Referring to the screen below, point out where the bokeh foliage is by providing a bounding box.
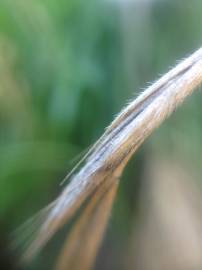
[0,0,202,269]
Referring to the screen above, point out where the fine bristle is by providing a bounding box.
[13,47,202,270]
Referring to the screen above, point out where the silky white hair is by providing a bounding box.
[16,47,202,269]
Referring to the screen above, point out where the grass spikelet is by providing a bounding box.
[55,176,119,270]
[17,47,202,269]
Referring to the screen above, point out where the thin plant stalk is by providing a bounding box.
[21,48,202,267]
[55,176,119,270]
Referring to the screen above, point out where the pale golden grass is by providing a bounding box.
[55,176,119,270]
[18,47,202,270]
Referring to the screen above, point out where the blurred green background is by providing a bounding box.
[0,0,202,269]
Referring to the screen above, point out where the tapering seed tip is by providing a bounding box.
[19,47,202,265]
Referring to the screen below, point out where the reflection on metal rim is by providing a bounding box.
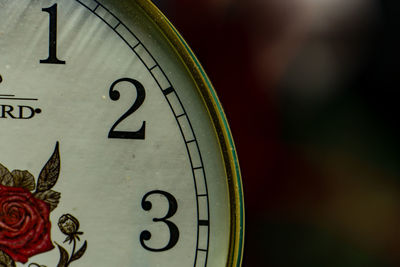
[134,0,244,266]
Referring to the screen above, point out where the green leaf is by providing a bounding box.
[0,164,14,187]
[36,142,60,193]
[34,190,61,211]
[70,241,87,262]
[11,170,35,191]
[0,250,16,267]
[55,243,69,267]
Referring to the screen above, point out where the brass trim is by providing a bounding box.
[134,1,245,266]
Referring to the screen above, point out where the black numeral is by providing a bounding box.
[108,78,146,139]
[40,4,65,64]
[140,190,179,252]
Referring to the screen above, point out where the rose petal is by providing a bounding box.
[0,185,54,263]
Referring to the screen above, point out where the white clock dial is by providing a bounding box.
[0,1,243,266]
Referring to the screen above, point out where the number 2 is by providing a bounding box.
[108,78,146,140]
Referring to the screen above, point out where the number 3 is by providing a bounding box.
[140,190,180,252]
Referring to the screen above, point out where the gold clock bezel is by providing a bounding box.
[134,1,245,266]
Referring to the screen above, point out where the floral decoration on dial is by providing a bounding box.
[0,142,87,267]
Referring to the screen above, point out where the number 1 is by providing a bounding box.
[40,4,65,64]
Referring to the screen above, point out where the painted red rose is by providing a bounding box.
[0,185,54,263]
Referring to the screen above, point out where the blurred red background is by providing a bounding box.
[154,0,400,266]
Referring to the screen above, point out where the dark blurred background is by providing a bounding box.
[153,0,400,266]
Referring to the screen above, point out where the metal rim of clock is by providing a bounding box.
[135,1,245,266]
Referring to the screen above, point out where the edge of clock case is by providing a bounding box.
[134,0,245,266]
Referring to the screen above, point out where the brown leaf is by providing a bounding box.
[34,190,61,211]
[0,250,15,267]
[36,142,60,192]
[70,241,87,262]
[0,164,14,187]
[11,170,35,191]
[55,243,69,267]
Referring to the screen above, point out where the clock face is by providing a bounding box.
[0,0,243,266]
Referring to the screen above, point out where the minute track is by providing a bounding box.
[75,0,211,266]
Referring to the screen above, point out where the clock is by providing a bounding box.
[0,0,243,266]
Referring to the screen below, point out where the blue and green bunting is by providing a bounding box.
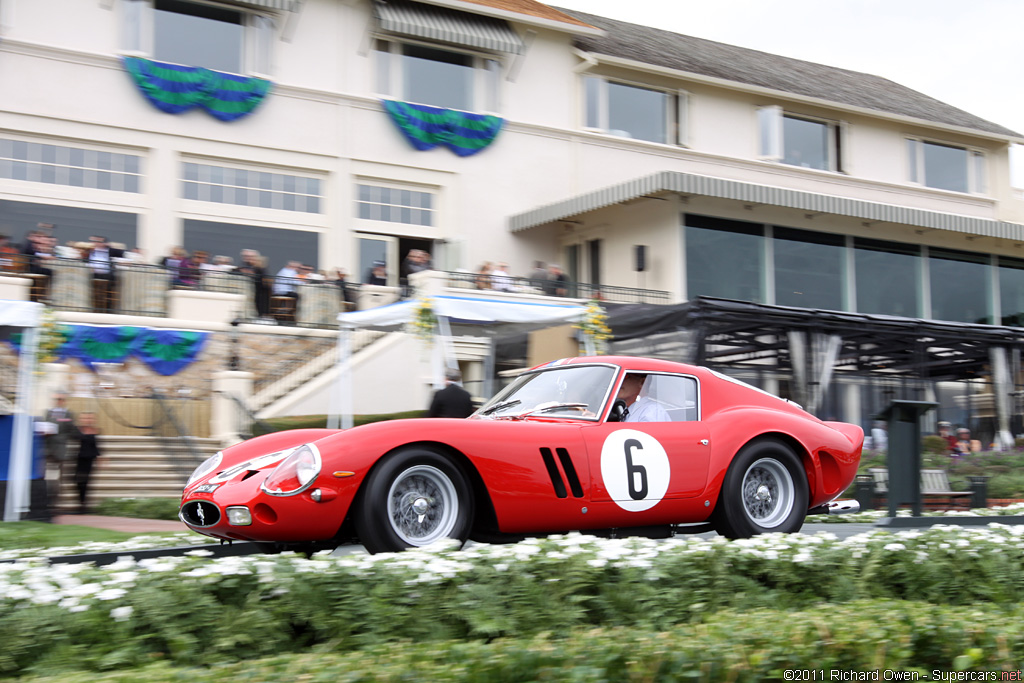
[122,57,271,122]
[382,100,503,156]
[7,325,209,376]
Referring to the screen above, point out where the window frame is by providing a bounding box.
[374,38,501,114]
[121,0,276,77]
[582,74,686,146]
[354,180,438,229]
[905,136,987,195]
[758,105,843,173]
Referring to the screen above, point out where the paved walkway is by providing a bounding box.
[51,515,186,533]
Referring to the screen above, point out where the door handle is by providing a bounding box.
[700,439,709,446]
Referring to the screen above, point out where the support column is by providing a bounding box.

+===+

To do:
Repeat the data above exactly; images are not part of the copy.

Task response:
Referring to the screen below, point out where the bokeh foliage is by providing a bounding box.
[0,0,202,269]
Referring to the screen above, point out where the fine bristle is by providing a bounding box.
[13,47,202,270]
Referring to the screen above, point out where the silky white hair is by providing a bounding box.
[16,47,202,269]
Referring to the screen above, point out where the grass spikelet is by providing a bounding box.
[55,176,119,270]
[17,47,202,269]
Referring to the screen above, point out where the thin plant stalk is by providing a bounding box.
[21,48,202,267]
[55,176,119,270]
Referring to the screen above, point out where the pale golden grass is by providing a bounding box.
[55,176,119,270]
[18,47,202,270]
Referring to the screen above, point out where the blurred green background is by providing a bounding box.
[0,0,202,269]
Referring to the screen above, point out where the tapering seed tip is by providing a bounding box.
[19,47,202,265]
Referring to the screen below, point out where the reflection on metal rim is by providing a bounding box.
[134,0,244,266]
Referring to the screen above, point out where the green leaf is by providing a bounding box.
[0,164,14,187]
[36,142,60,193]
[34,190,61,211]
[70,241,87,262]
[11,170,35,191]
[0,250,16,267]
[55,243,69,267]
Referring to the screen above, point out where the brass trim is by providing a bounding box.
[134,1,245,266]
Referring to the screen above, point out where the black numeral is by providing a bounding box.
[108,78,146,139]
[40,4,65,64]
[140,190,179,252]
Referring to the screen above, point out where the rose petal is by providing a bounding box.
[0,185,54,263]
Referring to the screen above, point out where the white clock dial is by providing a bounding box.
[0,1,243,266]
Referring to the screen above, point out where the number 2 is by providing a bounding box.
[108,78,146,140]
Referring to the screen above, point out where the number 3 is by providing a bounding box.
[140,190,180,252]
Referring to the screen above, point out where the gold clock bezel is by providing a bounding box.
[134,1,245,266]
Referring to the screen above, point out where the floral decoration on dial is by providing a bounding box.
[0,142,87,267]
Referring to the screen above, point out where the number 1 is by providing a bounding box.
[40,4,65,64]
Referring to the screen above, point out where the painted red rose is by providing a bounding box.
[0,185,54,263]
Referring to the screen above, point out where the blurred red background is by providing a bounding box.
[154,0,400,266]
Referring to the screen above, point out where the dark blurred background is by providing a bounding box.
[153,0,400,266]
Referring to the screen above, point out where the metal rim of clock is by providing a bounding box.
[135,1,245,266]
Referring to the screen above, point out where the edge of clock case is by providing a bounding box.
[134,0,245,266]
Referring to the screen above, point out where the brown leaf is by providing a bounding box.
[34,190,61,211]
[0,250,15,267]
[36,142,60,192]
[70,241,87,262]
[0,164,14,187]
[11,170,35,191]
[55,243,69,267]
Referring to the screen above, point out where the clock face is by providing a bounding box.
[0,0,243,266]
Referring to the screen above, point out where the minute track is by providing a bounding box.
[75,0,211,266]
Referring to the screen above, point out where the clock is by providing a bounding box.
[0,0,243,266]
Referring to the screen below, point out where the blue and green bunting is by providing a bounding box.
[122,57,271,122]
[382,100,503,156]
[7,325,209,376]
Referring to the screen above, point out where the window frame is by providing a bounding box.
[374,38,501,114]
[121,0,276,77]
[582,74,686,146]
[354,180,438,229]
[905,136,987,195]
[758,105,843,173]
Referring to the screen above, point out where the paved walkway is by providing a bounding box.
[51,515,186,533]
Referring to the screen above, point out where the door handle is by providing a bounding box.
[700,439,709,446]
Referring to the screen above, point out where the support column is by providing a bounding box.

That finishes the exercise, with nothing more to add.